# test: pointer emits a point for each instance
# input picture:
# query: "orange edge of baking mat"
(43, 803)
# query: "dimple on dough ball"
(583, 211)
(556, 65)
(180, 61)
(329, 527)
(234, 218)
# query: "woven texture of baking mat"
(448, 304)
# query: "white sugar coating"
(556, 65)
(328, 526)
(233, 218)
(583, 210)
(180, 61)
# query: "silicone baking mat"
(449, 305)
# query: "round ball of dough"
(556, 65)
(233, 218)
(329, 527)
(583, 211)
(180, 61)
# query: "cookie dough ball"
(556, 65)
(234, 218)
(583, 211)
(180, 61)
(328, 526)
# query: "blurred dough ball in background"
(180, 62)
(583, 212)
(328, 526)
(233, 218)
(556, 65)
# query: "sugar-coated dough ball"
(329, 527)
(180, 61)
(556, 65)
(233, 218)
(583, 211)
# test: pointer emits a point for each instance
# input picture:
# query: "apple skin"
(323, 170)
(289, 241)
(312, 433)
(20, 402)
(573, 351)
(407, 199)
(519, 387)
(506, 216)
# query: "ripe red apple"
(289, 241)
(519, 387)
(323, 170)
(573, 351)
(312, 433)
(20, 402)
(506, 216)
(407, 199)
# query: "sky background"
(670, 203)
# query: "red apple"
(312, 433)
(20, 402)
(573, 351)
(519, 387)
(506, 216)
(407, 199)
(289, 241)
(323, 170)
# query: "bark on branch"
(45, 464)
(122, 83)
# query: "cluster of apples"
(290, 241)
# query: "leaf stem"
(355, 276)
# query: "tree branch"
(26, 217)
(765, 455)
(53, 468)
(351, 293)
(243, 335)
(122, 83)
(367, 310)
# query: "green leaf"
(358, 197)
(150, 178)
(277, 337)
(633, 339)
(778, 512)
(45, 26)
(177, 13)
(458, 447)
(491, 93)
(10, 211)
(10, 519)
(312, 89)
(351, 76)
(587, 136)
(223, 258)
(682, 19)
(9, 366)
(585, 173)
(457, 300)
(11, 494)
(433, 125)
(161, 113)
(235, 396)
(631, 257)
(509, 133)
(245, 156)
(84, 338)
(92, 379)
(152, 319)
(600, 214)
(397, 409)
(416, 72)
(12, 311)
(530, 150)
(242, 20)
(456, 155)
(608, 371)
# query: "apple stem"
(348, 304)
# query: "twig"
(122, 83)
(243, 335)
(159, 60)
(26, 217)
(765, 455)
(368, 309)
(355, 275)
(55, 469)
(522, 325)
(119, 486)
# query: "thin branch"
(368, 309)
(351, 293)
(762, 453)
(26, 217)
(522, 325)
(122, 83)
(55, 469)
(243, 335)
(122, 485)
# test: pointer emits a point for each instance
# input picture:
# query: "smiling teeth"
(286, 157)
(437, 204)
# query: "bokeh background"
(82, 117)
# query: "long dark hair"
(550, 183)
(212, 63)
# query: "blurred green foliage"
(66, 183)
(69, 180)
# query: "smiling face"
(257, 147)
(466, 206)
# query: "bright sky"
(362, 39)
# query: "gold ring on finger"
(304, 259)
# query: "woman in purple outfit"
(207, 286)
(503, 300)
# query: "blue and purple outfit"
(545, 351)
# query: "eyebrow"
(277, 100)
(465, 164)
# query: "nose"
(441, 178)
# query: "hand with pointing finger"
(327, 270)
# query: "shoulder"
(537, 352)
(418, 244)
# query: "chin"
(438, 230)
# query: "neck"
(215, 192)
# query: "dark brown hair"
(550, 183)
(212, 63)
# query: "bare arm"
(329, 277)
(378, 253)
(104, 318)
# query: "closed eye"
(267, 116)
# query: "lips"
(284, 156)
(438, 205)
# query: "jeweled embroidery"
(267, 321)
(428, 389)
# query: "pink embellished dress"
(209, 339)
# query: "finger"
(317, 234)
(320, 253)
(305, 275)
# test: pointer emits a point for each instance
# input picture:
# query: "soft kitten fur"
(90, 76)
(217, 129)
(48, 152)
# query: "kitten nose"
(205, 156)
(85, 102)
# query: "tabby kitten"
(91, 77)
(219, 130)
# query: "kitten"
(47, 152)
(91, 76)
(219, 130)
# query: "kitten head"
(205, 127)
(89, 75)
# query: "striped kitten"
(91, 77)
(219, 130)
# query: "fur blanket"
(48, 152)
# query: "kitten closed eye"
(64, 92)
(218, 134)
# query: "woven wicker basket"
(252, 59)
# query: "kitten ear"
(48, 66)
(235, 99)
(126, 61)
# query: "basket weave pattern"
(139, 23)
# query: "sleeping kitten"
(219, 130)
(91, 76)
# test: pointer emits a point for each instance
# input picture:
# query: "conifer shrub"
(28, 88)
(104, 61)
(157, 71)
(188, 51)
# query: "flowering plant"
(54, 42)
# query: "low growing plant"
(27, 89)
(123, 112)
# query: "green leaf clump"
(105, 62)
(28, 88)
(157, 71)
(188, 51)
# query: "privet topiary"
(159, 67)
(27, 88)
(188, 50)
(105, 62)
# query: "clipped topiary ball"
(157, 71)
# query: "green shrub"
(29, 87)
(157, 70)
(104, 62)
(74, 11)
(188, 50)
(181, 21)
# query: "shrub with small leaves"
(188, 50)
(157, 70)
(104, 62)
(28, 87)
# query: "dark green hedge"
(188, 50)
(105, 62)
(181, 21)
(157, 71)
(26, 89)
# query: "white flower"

----------

Problem details.
Exact copies of all the records are required.

Full response.
# test: pointer emits a point for each instance
# input picture:
# query: "orange edge of baking mat"
(43, 803)
# query: "dimple on dough ball"
(583, 211)
(556, 65)
(180, 61)
(329, 527)
(234, 218)
# query: "woven texture of baking mat"
(448, 304)
# query: "white sugar coating"
(556, 65)
(328, 526)
(233, 218)
(583, 210)
(180, 61)
# query: "silicone baking mat"
(449, 305)
# query: "round ball of dough"
(556, 65)
(233, 218)
(329, 527)
(583, 211)
(180, 61)
# query: "cookie dough ball"
(556, 65)
(234, 218)
(583, 211)
(180, 61)
(328, 526)
# query: "blurred dough ball in background"
(180, 62)
(583, 212)
(328, 526)
(233, 218)
(556, 65)
# query: "sugar-coated dough ball"
(329, 527)
(180, 61)
(556, 65)
(233, 218)
(583, 211)
# test: pointer emits a point for each instance
# input picture:
# query: "apple skin"
(323, 170)
(289, 241)
(312, 433)
(20, 402)
(573, 351)
(407, 199)
(519, 387)
(506, 216)
# query: "ripe red apple"
(289, 241)
(519, 387)
(323, 170)
(573, 351)
(312, 433)
(20, 402)
(506, 216)
(407, 199)
# query: "sky background"
(670, 203)
# query: "red apple"
(312, 433)
(20, 402)
(573, 351)
(519, 387)
(506, 216)
(407, 199)
(289, 241)
(323, 170)
# query: "bark on branch"
(45, 464)
(122, 83)
# query: "cluster of apples"
(290, 241)
# query: "leaf stem"
(355, 276)
# query: "tree branch"
(26, 217)
(765, 455)
(53, 468)
(351, 293)
(243, 335)
(122, 83)
(367, 310)
# query: "green leaf"
(358, 197)
(150, 178)
(277, 337)
(633, 339)
(778, 512)
(45, 26)
(177, 13)
(458, 447)
(491, 93)
(10, 211)
(10, 519)
(312, 89)
(351, 76)
(587, 136)
(223, 258)
(682, 19)
(9, 366)
(585, 173)
(457, 300)
(11, 494)
(433, 125)
(161, 113)
(235, 396)
(631, 257)
(509, 133)
(245, 156)
(84, 338)
(92, 379)
(152, 319)
(600, 214)
(397, 409)
(416, 72)
(12, 311)
(530, 150)
(242, 20)
(456, 155)
(608, 371)
# query: "apple stem"
(348, 304)
# query: "twig"
(122, 83)
(243, 335)
(159, 60)
(26, 217)
(765, 455)
(368, 309)
(355, 275)
(55, 469)
(522, 325)
(119, 486)
# query: "thin branch"
(368, 309)
(351, 293)
(762, 453)
(26, 217)
(522, 325)
(122, 83)
(55, 469)
(243, 335)
(122, 485)
# test: pointer emits a point for each instance
# input picture:
# query: "smiling teeth"
(286, 157)
(437, 204)
# query: "bokeh background"
(82, 117)
# query: "long dark hair"
(550, 183)
(212, 63)
# query: "blurred green foliage"
(66, 183)
(69, 180)
# query: "smiling face"
(257, 147)
(466, 206)
# query: "bright sky"
(362, 39)
# query: "gold ring on finger"
(304, 259)
# query: "woman in purple outfit"
(207, 286)
(503, 300)
# query: "blue and purple outfit"
(545, 351)
# query: "eyebrow"
(277, 100)
(465, 164)
# query: "nose"
(441, 178)
# query: "hand with pointing finger"
(327, 270)
# query: "shoulder"
(537, 352)
(418, 244)
# query: "chin"
(438, 230)
# query: "neck"
(215, 192)
# query: "dark brown hair"
(550, 183)
(212, 63)
# query: "bare arm"
(329, 277)
(378, 253)
(104, 318)
# query: "closed eye"
(267, 116)
# query: "lips"
(284, 156)
(438, 205)
# query: "jeweled embroidery"
(267, 321)
(428, 389)
# query: "pink embellished dress"
(209, 339)
# query: "finger"
(317, 234)
(320, 253)
(305, 275)
# test: pointer emits a point for each instance
# input picture:
# query: "soft kitten fur"
(90, 76)
(217, 129)
(48, 152)
# query: "kitten nose"
(205, 156)
(85, 102)
# query: "tabby kitten"
(91, 77)
(219, 130)
# query: "kitten"
(47, 152)
(91, 76)
(219, 130)
# query: "kitten head"
(205, 127)
(89, 75)
# query: "striped kitten"
(91, 77)
(219, 130)
# query: "fur blanket"
(48, 152)
# query: "kitten closed eye"
(64, 92)
(218, 134)
# query: "woven wicker basket"
(252, 59)
# query: "kitten ear"
(48, 66)
(235, 99)
(126, 61)
# query: "basket weave pattern"
(139, 23)
# query: "sleeping kitten"
(219, 130)
(91, 76)
# test: pointer emits a point for each instance
# input picture:
# query: "conifer shrub"
(28, 88)
(104, 61)
(157, 71)
(188, 51)
# query: "flowering plant"
(54, 42)
# query: "low growing plant"
(27, 89)
(123, 112)
# query: "green leaf clump"
(105, 62)
(28, 88)
(157, 71)
(188, 51)
# query: "privet topiary"
(159, 67)
(27, 88)
(188, 50)
(105, 62)
# query: "clipped topiary ball"
(157, 71)
# query: "green shrub"
(29, 87)
(157, 70)
(104, 62)
(74, 11)
(188, 50)
(181, 21)
# query: "shrub with small leaves"
(188, 50)
(157, 70)
(104, 62)
(28, 87)
# query: "dark green hedge"
(188, 50)
(105, 62)
(181, 21)
(157, 71)
(26, 89)
# query: "white flower"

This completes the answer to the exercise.